PROBLEM DETAILS: Rewrite the data from the start down to the line containing "Target: dark brown background", replacing "sample" with "model" and leaving everything else unchanged.

^^^^^^^^^^^^^^^^

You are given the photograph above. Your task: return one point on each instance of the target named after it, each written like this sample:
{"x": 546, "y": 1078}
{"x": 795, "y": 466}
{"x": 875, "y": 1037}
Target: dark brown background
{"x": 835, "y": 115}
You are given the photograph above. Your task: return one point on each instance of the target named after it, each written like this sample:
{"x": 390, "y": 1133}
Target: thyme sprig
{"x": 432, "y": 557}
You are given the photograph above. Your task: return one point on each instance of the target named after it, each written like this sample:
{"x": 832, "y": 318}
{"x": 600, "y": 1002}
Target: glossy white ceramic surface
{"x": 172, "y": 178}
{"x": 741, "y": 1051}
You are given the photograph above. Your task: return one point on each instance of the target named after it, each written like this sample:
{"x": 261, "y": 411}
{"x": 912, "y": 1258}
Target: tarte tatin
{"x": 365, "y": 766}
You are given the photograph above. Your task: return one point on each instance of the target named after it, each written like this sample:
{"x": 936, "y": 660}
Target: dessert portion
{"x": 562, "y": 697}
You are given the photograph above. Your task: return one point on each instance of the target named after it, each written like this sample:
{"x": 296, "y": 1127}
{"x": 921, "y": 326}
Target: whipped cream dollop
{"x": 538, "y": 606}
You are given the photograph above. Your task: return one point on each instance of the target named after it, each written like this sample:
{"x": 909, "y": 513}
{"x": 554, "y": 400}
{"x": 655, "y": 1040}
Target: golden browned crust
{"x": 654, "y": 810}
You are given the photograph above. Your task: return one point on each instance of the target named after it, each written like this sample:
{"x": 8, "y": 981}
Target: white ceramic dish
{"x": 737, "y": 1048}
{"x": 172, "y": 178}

^^^^^^^^^^^^^^^^

ANSWER TO THIS PROBLEM:
You are given the photograph above. Your task: return one point on each instance of the target named after it, each written like this model:
{"x": 546, "y": 1078}
{"x": 795, "y": 466}
{"x": 875, "y": 1037}
Target: dark brown background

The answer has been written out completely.